🔬 Research summary by Bernard Koch, a sociologist of science who studies organizational issues in scientific fields and their epistemic and ethical repercussions. He is currently a Postdoctoral Fellow at Northwestern Kellogg School of Management and will be an Assistant Professor at the University of Chicago in 2024.
[Original paper by Bernard Koch, Emily Denton, Alex Hanna, Jacob Gates Foster]
Overview: In AI research, benchmark datasets coordinate researchers around shared problems and measure progress toward shared goals. This paper explores the dynamics of benchmark dataset usage across 43,140 AI research papers published between 2015 and 2020. We find that AI research communities are increasingly concentrated on fewer and fewer datasets and that these datasets have been introduced by researchers situated within a small number of elite institutions. Concentration on research datasets and institutions has implications for the trajectory of the field and the safe deployment of AI algorithms.
Introduction
We’ve known about gender biases in NLP datasets since 2016, yet the same issues still surfaced in generative, multi-modal models like DALL-E and Midjourney. In computer vision, there have been multiple incidents of Black men wrongfully arrested due to facial recognition technology since 2019. To understand why these biases persist in deployed technologies, it’s helpful to think about how they can originate in AI research datasets.

**Written request:**
According to the research summary, how many AI research papers did the study analyze? The rows that come next are separate material with no connection to the research summary.

**Extracted information:**
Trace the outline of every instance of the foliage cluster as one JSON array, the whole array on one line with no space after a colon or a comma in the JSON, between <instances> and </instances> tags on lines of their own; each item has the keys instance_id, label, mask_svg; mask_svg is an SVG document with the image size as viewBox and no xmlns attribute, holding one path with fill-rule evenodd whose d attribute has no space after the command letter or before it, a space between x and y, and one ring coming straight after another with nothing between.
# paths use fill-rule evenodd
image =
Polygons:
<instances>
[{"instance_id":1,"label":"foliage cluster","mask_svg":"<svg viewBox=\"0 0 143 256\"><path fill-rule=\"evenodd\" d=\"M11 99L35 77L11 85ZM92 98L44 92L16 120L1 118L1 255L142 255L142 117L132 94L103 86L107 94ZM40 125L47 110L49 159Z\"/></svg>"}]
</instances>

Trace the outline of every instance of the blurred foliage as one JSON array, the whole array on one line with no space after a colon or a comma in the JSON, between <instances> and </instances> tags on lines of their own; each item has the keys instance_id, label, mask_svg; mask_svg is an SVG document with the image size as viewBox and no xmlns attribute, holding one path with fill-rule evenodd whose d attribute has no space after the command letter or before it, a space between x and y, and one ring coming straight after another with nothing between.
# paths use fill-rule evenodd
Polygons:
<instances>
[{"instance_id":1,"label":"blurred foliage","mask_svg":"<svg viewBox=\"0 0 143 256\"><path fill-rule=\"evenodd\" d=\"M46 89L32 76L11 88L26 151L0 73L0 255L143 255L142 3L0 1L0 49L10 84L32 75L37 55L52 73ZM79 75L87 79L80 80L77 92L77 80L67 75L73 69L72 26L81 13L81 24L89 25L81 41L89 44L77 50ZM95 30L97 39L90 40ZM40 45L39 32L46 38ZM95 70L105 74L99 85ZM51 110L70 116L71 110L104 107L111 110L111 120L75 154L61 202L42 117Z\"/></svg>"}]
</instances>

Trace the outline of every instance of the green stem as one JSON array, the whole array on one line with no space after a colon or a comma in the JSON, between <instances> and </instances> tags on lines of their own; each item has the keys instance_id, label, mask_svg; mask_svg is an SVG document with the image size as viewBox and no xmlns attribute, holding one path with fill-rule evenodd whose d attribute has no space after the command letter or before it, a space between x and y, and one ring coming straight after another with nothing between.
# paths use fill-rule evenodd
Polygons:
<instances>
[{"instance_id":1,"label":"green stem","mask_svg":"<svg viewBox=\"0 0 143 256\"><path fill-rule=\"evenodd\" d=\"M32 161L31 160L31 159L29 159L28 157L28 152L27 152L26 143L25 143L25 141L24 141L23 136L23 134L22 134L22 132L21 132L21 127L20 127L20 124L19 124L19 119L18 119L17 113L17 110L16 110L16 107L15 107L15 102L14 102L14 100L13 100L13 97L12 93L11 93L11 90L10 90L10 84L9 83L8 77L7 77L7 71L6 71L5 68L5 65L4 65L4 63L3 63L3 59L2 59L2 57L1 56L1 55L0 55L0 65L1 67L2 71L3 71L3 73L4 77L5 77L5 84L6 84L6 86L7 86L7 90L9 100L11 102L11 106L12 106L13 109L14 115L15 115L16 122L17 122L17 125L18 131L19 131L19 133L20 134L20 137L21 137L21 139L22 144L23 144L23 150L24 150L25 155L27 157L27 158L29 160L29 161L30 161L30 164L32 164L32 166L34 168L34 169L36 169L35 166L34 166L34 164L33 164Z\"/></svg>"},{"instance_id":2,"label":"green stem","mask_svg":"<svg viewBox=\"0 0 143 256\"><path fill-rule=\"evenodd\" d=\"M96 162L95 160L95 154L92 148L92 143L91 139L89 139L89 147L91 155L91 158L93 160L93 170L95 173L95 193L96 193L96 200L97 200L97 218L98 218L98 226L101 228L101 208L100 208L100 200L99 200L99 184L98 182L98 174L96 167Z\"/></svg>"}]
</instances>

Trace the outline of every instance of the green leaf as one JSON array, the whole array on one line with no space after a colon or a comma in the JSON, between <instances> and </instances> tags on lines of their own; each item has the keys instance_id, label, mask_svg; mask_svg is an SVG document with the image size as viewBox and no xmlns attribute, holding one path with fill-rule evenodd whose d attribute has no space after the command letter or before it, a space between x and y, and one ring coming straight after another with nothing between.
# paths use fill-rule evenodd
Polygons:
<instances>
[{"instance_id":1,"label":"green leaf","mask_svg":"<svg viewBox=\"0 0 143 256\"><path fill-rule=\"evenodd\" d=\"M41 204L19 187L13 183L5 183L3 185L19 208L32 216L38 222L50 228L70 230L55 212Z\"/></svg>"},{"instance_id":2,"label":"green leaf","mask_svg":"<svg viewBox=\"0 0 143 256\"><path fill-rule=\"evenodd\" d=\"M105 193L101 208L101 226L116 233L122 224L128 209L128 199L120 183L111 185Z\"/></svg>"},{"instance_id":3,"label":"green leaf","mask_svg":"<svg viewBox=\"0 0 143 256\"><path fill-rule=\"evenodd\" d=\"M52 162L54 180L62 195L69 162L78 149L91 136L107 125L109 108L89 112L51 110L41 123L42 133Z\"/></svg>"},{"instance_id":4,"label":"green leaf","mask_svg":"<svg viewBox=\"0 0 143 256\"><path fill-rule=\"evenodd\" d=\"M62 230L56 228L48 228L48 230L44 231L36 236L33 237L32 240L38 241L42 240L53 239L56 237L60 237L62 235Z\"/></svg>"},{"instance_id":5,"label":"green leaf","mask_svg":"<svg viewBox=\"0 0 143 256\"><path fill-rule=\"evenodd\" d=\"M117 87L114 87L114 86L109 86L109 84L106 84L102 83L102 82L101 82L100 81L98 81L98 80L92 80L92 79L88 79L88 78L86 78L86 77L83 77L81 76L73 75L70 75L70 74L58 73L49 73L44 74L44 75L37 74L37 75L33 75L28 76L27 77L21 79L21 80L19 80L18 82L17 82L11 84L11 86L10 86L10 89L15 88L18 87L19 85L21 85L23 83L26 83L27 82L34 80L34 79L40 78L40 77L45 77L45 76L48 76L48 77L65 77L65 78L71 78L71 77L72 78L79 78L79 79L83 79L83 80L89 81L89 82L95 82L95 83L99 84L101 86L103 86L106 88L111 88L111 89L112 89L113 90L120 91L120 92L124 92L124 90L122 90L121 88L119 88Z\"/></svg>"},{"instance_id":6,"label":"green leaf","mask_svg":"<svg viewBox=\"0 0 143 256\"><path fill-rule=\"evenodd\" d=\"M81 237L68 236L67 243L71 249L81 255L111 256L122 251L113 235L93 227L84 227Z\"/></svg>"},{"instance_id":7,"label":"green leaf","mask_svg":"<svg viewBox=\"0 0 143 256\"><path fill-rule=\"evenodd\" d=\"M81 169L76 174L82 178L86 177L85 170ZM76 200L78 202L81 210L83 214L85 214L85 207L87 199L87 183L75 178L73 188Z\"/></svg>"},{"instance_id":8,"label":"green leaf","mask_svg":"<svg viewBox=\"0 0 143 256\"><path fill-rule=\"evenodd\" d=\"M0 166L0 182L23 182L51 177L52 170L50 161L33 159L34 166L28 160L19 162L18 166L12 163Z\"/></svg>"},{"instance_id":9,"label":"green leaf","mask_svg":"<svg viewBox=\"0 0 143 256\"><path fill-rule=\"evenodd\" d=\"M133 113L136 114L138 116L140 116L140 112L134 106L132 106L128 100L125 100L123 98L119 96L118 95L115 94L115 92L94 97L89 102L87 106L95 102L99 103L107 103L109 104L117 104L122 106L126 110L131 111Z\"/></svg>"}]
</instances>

**Final result:**
43,140 AI research papers, published between 2015 and 2020.